Exercise goal: Pull out every line of the items below that contains the string "rock", copying each line in full.

Provided data:
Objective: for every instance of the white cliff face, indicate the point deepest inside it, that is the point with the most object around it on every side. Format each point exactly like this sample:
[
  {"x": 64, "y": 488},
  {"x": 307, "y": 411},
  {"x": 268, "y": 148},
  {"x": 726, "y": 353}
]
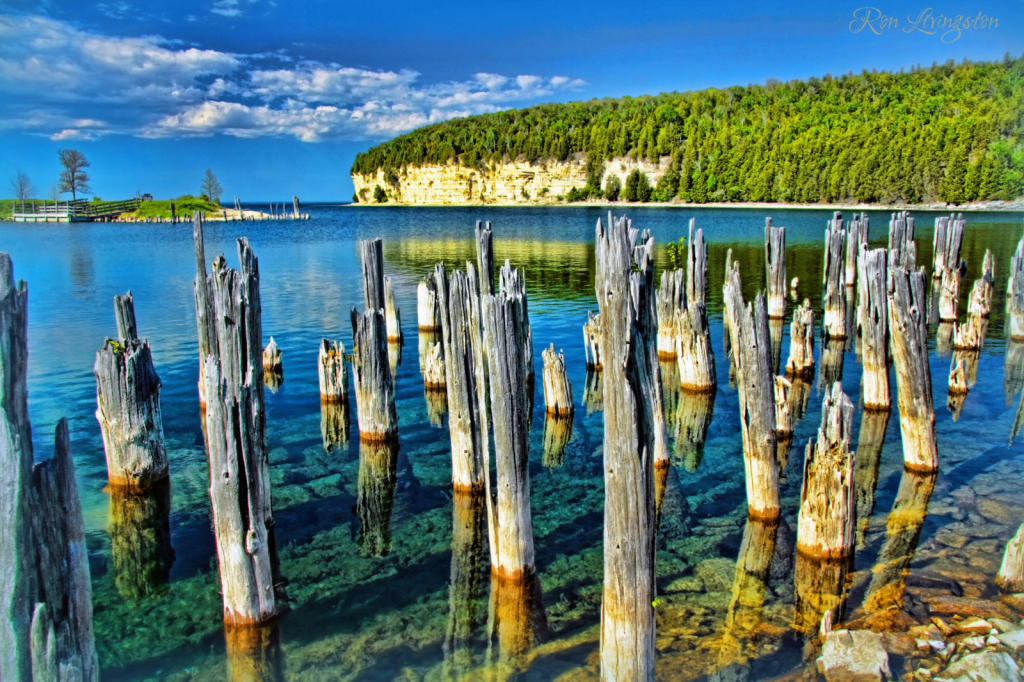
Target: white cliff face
[{"x": 518, "y": 182}]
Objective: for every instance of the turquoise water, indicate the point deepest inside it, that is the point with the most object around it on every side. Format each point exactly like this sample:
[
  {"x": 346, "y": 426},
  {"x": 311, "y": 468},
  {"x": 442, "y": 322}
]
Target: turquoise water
[{"x": 368, "y": 561}]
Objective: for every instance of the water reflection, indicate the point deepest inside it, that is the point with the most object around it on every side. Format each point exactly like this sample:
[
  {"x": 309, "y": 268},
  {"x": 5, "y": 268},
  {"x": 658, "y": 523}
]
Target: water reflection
[
  {"x": 466, "y": 584},
  {"x": 378, "y": 475},
  {"x": 902, "y": 534},
  {"x": 254, "y": 652},
  {"x": 140, "y": 539}
]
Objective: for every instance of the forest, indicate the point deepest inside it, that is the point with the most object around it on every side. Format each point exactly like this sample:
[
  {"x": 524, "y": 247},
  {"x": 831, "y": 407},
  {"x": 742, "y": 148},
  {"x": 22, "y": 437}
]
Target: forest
[{"x": 951, "y": 132}]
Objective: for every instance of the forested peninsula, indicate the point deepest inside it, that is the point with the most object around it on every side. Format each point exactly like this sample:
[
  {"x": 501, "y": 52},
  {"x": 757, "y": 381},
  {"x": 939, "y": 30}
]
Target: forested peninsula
[{"x": 951, "y": 132}]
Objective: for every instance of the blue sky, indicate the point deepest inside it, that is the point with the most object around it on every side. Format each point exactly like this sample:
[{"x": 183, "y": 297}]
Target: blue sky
[{"x": 278, "y": 97}]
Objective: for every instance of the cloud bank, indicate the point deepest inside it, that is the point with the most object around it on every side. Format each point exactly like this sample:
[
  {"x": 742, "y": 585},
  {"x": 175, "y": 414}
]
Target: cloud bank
[{"x": 74, "y": 84}]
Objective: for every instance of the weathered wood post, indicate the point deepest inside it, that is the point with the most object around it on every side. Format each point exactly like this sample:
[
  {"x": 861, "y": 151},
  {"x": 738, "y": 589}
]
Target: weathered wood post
[
  {"x": 427, "y": 309},
  {"x": 627, "y": 334},
  {"x": 902, "y": 534},
  {"x": 872, "y": 321},
  {"x": 375, "y": 499},
  {"x": 693, "y": 350},
  {"x": 236, "y": 421},
  {"x": 751, "y": 345},
  {"x": 372, "y": 378},
  {"x": 485, "y": 257},
  {"x": 980, "y": 302},
  {"x": 140, "y": 539},
  {"x": 46, "y": 593},
  {"x": 468, "y": 428},
  {"x": 1011, "y": 576},
  {"x": 557, "y": 390},
  {"x": 592, "y": 341},
  {"x": 869, "y": 441},
  {"x": 835, "y": 281},
  {"x": 671, "y": 301},
  {"x": 909, "y": 347},
  {"x": 128, "y": 405},
  {"x": 775, "y": 269},
  {"x": 801, "y": 361},
  {"x": 826, "y": 501}
]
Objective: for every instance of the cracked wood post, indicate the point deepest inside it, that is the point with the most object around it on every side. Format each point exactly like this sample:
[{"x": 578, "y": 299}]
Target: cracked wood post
[
  {"x": 904, "y": 252},
  {"x": 1015, "y": 294},
  {"x": 980, "y": 301},
  {"x": 869, "y": 442},
  {"x": 872, "y": 318},
  {"x": 695, "y": 357},
  {"x": 751, "y": 346},
  {"x": 485, "y": 257},
  {"x": 775, "y": 269},
  {"x": 592, "y": 341},
  {"x": 557, "y": 390},
  {"x": 826, "y": 500},
  {"x": 504, "y": 317},
  {"x": 467, "y": 429},
  {"x": 801, "y": 361},
  {"x": 128, "y": 405},
  {"x": 908, "y": 330},
  {"x": 372, "y": 378},
  {"x": 427, "y": 309},
  {"x": 1011, "y": 576},
  {"x": 236, "y": 419},
  {"x": 835, "y": 281},
  {"x": 671, "y": 298},
  {"x": 628, "y": 335}
]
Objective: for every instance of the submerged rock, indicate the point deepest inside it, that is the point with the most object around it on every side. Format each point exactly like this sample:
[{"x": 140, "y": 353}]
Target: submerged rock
[{"x": 854, "y": 655}]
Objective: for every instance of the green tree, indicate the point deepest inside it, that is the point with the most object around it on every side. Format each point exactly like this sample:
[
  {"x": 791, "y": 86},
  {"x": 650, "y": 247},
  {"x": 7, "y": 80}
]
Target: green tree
[
  {"x": 211, "y": 187},
  {"x": 74, "y": 178},
  {"x": 611, "y": 188}
]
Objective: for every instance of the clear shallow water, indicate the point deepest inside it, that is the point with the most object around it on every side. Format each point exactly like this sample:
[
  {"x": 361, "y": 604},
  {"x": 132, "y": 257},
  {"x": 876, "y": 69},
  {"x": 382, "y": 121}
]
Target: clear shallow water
[{"x": 355, "y": 615}]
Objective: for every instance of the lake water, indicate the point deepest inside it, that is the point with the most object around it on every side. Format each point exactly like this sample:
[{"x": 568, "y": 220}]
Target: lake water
[{"x": 367, "y": 554}]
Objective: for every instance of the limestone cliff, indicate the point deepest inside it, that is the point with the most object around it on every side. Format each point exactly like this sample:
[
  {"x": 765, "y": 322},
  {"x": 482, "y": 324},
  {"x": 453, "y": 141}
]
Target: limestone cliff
[{"x": 516, "y": 182}]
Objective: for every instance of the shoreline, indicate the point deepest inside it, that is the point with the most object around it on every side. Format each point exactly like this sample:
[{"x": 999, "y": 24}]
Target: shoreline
[{"x": 1016, "y": 206}]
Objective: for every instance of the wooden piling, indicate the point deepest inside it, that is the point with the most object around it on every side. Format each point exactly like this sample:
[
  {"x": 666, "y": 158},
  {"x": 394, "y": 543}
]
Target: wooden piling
[
  {"x": 427, "y": 310},
  {"x": 751, "y": 346},
  {"x": 671, "y": 301},
  {"x": 834, "y": 322},
  {"x": 128, "y": 405},
  {"x": 801, "y": 361},
  {"x": 629, "y": 335},
  {"x": 775, "y": 269},
  {"x": 872, "y": 322},
  {"x": 913, "y": 380},
  {"x": 592, "y": 341},
  {"x": 693, "y": 350},
  {"x": 557, "y": 390},
  {"x": 1011, "y": 576},
  {"x": 372, "y": 378},
  {"x": 236, "y": 420},
  {"x": 467, "y": 428},
  {"x": 826, "y": 502},
  {"x": 485, "y": 257}
]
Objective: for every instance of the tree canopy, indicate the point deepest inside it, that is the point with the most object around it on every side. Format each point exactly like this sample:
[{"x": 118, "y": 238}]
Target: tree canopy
[{"x": 952, "y": 132}]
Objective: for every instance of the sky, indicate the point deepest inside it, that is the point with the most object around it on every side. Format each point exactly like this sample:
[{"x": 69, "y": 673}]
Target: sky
[{"x": 278, "y": 97}]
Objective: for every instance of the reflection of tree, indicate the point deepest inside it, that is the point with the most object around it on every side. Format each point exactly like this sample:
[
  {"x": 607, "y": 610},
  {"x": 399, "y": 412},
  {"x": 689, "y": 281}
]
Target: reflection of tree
[
  {"x": 378, "y": 475},
  {"x": 254, "y": 652},
  {"x": 557, "y": 431},
  {"x": 140, "y": 539},
  {"x": 872, "y": 436},
  {"x": 466, "y": 583},
  {"x": 693, "y": 416},
  {"x": 902, "y": 534}
]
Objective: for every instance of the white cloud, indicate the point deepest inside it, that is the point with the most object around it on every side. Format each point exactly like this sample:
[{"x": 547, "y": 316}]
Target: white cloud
[{"x": 164, "y": 89}]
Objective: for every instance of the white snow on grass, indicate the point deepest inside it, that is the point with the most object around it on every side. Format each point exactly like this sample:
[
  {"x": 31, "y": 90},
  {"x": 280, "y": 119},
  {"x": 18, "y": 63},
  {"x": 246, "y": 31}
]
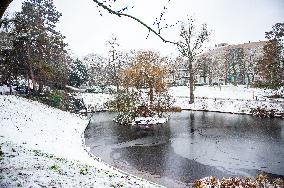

Exercise result:
Objective: for every instance of the submerged rock, indicate the point deepest inside it, that is the point with the most object around it on every side. Format each point exactly like this sample:
Target: submerged rock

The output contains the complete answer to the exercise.